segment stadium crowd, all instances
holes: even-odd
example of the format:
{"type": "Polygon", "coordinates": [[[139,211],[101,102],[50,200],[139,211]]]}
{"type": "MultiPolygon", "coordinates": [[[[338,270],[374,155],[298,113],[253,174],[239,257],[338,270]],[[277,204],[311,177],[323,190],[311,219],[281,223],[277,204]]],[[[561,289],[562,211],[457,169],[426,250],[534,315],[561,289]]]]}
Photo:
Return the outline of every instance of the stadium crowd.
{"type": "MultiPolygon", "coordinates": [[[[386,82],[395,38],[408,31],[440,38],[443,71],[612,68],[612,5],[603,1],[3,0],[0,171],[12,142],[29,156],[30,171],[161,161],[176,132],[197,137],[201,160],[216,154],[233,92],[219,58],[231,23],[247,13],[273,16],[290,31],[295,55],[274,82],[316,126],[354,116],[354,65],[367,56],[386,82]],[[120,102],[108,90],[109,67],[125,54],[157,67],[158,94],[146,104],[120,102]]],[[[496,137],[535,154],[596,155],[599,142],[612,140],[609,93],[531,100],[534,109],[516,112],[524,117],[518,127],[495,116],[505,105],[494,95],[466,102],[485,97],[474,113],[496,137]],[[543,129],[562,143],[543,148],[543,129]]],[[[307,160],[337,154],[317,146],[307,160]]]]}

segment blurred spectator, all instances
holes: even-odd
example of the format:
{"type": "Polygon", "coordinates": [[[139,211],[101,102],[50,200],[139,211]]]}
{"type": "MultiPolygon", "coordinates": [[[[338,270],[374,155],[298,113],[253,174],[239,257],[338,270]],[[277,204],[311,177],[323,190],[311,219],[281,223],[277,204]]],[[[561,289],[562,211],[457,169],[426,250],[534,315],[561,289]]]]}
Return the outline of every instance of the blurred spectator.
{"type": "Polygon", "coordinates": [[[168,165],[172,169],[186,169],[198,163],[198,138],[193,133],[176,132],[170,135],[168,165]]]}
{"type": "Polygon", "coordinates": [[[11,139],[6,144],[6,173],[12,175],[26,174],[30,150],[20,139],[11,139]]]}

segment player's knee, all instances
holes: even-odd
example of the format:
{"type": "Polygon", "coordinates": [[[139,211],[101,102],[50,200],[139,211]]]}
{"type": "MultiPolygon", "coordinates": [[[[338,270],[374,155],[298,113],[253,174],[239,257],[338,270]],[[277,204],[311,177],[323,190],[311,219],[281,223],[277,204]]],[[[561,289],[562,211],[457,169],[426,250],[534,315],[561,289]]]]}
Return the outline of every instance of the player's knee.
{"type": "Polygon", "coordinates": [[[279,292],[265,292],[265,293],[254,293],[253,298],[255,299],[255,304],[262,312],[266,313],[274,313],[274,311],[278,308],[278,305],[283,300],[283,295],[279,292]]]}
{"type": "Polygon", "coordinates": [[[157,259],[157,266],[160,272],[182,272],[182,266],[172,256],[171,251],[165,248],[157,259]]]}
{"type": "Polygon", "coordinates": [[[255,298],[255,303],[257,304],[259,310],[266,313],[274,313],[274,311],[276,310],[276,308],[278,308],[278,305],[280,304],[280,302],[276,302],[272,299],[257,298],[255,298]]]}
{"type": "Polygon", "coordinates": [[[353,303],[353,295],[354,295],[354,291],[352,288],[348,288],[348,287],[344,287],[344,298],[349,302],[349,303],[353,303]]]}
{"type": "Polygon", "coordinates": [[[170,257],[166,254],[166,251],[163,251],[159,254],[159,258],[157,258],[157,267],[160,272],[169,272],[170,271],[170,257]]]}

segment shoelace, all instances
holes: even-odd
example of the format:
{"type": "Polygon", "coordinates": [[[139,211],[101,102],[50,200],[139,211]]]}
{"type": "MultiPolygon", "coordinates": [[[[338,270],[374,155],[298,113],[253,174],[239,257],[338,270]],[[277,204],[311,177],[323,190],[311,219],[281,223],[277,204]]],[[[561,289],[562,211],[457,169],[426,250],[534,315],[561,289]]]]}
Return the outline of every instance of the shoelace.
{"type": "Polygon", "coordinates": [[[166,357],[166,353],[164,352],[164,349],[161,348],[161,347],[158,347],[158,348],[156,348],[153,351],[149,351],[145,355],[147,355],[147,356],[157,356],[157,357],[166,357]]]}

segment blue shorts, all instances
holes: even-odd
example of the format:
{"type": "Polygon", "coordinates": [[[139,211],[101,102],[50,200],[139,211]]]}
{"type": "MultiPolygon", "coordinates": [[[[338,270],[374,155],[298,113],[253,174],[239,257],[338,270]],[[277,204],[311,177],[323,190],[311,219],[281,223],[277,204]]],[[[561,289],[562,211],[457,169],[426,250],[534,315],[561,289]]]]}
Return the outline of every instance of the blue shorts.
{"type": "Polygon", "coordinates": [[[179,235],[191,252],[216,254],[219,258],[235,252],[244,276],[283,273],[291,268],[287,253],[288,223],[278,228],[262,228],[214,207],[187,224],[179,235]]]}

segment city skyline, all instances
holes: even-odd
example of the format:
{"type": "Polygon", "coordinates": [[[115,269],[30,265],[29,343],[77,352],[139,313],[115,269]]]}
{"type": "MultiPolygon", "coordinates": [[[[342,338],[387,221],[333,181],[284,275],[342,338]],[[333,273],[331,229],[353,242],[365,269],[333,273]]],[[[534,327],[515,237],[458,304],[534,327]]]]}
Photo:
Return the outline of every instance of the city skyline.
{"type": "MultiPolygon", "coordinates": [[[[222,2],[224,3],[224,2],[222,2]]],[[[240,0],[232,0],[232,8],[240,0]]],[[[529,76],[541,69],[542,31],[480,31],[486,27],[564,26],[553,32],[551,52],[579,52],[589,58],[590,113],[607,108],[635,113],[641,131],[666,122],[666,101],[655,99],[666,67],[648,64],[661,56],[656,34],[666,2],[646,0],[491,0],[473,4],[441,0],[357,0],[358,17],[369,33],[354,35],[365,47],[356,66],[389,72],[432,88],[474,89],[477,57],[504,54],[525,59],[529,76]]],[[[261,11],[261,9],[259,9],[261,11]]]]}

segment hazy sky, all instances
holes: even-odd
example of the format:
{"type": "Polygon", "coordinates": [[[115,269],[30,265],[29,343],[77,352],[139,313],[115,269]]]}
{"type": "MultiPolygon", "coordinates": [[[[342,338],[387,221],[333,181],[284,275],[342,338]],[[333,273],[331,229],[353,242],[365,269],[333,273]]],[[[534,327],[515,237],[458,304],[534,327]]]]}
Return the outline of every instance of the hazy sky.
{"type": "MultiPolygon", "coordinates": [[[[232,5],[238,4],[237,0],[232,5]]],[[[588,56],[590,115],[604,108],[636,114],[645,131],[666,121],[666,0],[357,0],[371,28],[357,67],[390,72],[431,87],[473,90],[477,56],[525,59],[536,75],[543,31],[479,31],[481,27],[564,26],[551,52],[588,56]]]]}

--

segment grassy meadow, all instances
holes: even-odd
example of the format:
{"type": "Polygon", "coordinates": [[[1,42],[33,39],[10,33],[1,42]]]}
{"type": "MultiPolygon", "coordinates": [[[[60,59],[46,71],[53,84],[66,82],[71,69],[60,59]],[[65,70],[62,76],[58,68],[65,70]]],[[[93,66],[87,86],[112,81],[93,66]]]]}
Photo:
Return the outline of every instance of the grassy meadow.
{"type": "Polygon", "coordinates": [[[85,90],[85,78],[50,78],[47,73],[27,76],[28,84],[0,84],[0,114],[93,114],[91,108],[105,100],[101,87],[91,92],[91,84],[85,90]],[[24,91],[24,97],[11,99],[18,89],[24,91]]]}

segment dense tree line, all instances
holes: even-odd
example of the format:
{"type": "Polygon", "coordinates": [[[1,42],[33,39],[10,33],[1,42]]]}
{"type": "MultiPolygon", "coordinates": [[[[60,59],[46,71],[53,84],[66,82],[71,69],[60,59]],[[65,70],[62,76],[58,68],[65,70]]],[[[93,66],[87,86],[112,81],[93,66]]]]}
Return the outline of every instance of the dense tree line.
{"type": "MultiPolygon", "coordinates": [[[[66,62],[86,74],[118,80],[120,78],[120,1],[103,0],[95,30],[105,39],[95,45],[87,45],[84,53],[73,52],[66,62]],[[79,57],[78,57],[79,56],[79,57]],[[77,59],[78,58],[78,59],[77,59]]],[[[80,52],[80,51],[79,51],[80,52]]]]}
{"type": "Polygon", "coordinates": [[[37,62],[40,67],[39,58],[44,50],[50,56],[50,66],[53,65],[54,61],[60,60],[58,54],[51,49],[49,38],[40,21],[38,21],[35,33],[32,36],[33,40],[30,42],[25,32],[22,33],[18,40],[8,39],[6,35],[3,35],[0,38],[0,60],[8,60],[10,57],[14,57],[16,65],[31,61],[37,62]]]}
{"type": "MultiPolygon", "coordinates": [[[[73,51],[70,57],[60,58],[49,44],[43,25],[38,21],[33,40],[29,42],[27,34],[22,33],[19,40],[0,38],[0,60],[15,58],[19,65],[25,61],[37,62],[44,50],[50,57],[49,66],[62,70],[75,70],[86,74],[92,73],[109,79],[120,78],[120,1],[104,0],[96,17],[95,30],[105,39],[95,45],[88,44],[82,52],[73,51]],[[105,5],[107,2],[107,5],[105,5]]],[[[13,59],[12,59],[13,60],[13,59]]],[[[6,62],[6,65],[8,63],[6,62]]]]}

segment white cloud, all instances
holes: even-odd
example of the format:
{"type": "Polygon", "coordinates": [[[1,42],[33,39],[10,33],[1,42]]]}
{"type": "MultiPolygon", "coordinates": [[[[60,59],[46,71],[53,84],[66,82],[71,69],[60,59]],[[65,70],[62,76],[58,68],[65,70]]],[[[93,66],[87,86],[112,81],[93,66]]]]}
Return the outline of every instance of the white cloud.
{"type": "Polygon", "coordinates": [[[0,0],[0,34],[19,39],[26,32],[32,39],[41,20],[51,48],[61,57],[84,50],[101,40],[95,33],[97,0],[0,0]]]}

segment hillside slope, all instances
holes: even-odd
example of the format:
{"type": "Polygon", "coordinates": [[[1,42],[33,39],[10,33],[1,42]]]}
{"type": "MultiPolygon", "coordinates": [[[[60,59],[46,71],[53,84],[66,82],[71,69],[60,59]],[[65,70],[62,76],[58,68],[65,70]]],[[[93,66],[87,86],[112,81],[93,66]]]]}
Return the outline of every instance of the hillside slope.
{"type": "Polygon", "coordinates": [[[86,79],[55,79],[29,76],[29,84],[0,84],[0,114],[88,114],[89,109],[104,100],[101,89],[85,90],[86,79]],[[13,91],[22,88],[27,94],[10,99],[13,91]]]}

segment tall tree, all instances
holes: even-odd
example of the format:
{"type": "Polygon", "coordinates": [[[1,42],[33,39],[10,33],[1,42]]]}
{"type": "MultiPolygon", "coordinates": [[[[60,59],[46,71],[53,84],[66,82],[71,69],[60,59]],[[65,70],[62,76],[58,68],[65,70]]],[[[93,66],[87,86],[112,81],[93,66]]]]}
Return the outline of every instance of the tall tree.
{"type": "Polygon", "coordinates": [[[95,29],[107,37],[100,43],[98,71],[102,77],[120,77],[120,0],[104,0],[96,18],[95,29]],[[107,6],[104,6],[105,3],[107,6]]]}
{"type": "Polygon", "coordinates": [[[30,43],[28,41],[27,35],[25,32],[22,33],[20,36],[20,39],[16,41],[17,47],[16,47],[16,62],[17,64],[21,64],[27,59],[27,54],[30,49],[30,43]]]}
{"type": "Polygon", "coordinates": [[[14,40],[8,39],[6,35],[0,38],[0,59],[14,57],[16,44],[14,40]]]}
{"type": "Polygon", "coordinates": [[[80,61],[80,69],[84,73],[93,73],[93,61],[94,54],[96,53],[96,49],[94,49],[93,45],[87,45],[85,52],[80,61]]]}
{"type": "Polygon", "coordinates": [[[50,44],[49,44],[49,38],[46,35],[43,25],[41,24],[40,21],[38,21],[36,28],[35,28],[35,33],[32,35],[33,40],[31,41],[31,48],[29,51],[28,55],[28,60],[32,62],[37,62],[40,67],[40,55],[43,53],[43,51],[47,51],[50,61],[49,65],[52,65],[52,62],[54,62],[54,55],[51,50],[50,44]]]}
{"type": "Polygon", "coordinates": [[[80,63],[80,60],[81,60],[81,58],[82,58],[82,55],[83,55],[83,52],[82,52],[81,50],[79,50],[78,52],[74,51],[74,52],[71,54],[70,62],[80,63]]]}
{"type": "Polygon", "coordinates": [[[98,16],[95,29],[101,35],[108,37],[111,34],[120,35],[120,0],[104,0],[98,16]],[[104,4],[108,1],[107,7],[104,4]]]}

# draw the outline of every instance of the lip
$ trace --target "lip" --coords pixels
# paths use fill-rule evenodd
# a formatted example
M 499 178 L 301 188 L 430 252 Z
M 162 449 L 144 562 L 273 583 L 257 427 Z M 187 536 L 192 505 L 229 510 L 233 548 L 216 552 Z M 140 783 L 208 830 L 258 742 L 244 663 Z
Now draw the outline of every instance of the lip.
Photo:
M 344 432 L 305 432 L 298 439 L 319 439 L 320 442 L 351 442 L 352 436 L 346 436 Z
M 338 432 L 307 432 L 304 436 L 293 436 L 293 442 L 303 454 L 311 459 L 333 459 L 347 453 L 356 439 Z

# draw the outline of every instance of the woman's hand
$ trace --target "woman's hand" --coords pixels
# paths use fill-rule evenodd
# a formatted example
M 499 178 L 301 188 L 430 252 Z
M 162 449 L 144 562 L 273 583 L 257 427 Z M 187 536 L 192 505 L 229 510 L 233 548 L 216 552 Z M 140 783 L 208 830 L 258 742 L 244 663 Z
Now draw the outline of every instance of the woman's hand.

# Required action:
Retype exactly the lines of the data above that fall between the line with "# draw the outline of every instance of the woman's" and the line with "Now draw the outline of every instance of the woman's", inclusive, and add nothing.

# Solved exercise:
# draw the outline of every instance of the woman's hand
$ trace --target "woman's hand" --coords pixels
# paths use fill-rule evenodd
# a formatted example
M 499 178 L 301 188 L 430 252 Z
M 162 449 L 144 562 L 273 583 L 257 427 Z M 187 536 L 192 505 L 229 510 L 233 548 L 216 552 Z M 140 783 L 208 830 L 258 742 L 244 663 Z
Now draw the outline of every instance of the woman's hand.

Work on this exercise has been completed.